> _DIRECTION_: Turn every line of the records below into a Markdown table with two columns, Row and Line. Put a running number in Row and skip any blank lines.

## BEGIN

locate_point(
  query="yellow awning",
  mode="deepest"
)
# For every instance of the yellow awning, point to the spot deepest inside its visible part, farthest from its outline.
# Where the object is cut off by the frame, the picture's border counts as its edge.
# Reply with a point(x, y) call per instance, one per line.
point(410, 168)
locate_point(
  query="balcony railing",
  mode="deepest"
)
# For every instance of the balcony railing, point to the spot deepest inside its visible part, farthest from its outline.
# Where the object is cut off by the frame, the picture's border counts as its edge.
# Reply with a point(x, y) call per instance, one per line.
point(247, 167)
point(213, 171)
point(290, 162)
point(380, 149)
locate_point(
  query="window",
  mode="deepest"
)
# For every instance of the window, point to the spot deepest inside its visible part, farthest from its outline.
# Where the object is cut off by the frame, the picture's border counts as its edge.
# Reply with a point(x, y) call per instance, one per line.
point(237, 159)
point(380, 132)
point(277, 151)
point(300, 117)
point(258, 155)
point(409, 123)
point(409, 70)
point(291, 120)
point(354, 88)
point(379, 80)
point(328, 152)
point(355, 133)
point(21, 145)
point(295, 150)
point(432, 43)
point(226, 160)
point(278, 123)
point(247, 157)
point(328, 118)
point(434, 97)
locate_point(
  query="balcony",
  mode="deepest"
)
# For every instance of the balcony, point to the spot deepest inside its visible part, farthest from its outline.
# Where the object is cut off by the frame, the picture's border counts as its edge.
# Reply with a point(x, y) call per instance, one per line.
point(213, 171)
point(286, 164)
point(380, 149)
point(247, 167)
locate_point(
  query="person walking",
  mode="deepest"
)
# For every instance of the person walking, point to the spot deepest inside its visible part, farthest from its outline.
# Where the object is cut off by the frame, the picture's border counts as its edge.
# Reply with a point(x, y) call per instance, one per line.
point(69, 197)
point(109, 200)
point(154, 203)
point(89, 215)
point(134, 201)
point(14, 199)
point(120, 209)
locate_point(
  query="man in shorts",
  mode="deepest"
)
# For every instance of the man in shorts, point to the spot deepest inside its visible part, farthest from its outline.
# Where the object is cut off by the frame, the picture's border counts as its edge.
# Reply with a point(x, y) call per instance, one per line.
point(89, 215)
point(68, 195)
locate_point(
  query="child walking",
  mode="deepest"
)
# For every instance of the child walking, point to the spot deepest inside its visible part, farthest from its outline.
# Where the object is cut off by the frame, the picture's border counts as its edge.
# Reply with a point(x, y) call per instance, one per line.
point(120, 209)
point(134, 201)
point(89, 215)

## END

> _ANSWER TO THE TASK_:
| Row | Line |
|---|---|
| 1 | locate_point( |
| 2 |   query="yellow awning", |
| 3 |   mode="deepest" |
| 4 | ) |
| 5 | # For every instance of the yellow awning, point to the spot deepest inside its visible part, farthest from its outline. |
| 6 | # Where the object is cut off by the frame, the picture's border counts as its edge. |
| 7 | # Reply with a point(x, y) call per instance, one per line. |
| 8 | point(410, 168) |
| 9 | locate_point( |
| 10 |   query="balcony railing", |
| 11 |   mode="deepest" |
| 12 | ) |
| 13 | # For every instance of the balcony railing, point to the spot deepest inside its visible part, farthest from its outline. |
| 14 | # Where the object is cut off by the frame, the picture's border counts as its edge. |
| 15 | # Reply with a point(x, y) call per instance, one per line. |
| 16 | point(247, 167) |
| 17 | point(213, 171) |
| 18 | point(290, 162) |
| 19 | point(380, 149) |
| 20 | locate_point( |
| 21 |   query="window", |
| 22 |   mode="deepest" |
| 23 | ) |
| 24 | # For every instance of the window, point to the spot deepest inside its visible part, farthest from its outline. |
| 25 | # Where the object is cut off by the frame, the picture's border counts as its edge. |
| 26 | # Reply with a point(x, y) call per instance, one per line. |
| 27 | point(237, 159) |
| 28 | point(380, 132) |
| 29 | point(277, 151) |
| 30 | point(300, 117) |
| 31 | point(258, 155) |
| 32 | point(409, 123) |
| 33 | point(409, 70) |
| 34 | point(291, 120) |
| 35 | point(354, 88) |
| 36 | point(379, 80) |
| 37 | point(328, 152) |
| 38 | point(355, 133) |
| 39 | point(21, 145) |
| 40 | point(295, 150) |
| 41 | point(432, 43) |
| 42 | point(226, 160) |
| 43 | point(278, 123) |
| 44 | point(247, 157) |
| 45 | point(328, 118) |
| 46 | point(434, 97) |
| 47 | locate_point( |
| 48 |   query="balcony", |
| 49 |   mode="deepest" |
| 50 | ) |
| 51 | # For every instance of the balcony, point to the spot deepest inside its visible part, farthest from its outline. |
| 52 | # Where the object is cut off by the frame, the picture's border counts as its edge. |
| 53 | # Reply with a point(x, y) call per instance, one per line. |
| 54 | point(213, 171) |
| 55 | point(286, 164) |
| 56 | point(380, 149) |
| 57 | point(247, 167) |
| 58 | locate_point( |
| 59 |   query="person walking", |
| 60 |   mode="deepest" |
| 61 | ) |
| 62 | # For every instance of the person walking, point to the spot deepest inside its visible part, farthest from its outline. |
| 63 | # Where the object is cut off by the frame, the picture's border counts as its edge. |
| 64 | # Reply with a point(x, y) call per instance, one per line. |
| 65 | point(69, 197) |
| 66 | point(109, 200) |
| 67 | point(154, 203) |
| 68 | point(89, 215) |
| 69 | point(134, 201) |
| 70 | point(14, 199) |
| 71 | point(120, 209) |
| 72 | locate_point( |
| 73 |   query="man in shorts", |
| 74 |   mode="deepest" |
| 75 | ) |
| 76 | # For every instance of the man in shorts, point to the spot deepest inside its visible part, farthest from its outline. |
| 77 | # Where the object is cut off by the frame, the picture's border counts as its edge. |
| 78 | # Reply with a point(x, y) call per instance, one per line. |
| 79 | point(89, 215) |
| 80 | point(68, 195) |
| 81 | locate_point( |
| 82 |   query="child walking", |
| 83 |   mode="deepest" |
| 84 | ) |
| 85 | # For every instance of the child walking, point to the spot deepest inside its visible part, farthest from its outline. |
| 86 | # Where the object is cut off by the frame, the picture's border counts as its edge. |
| 87 | # Reply with a point(x, y) call per instance, one per line. |
| 88 | point(120, 209) |
| 89 | point(134, 201) |
| 90 | point(89, 215) |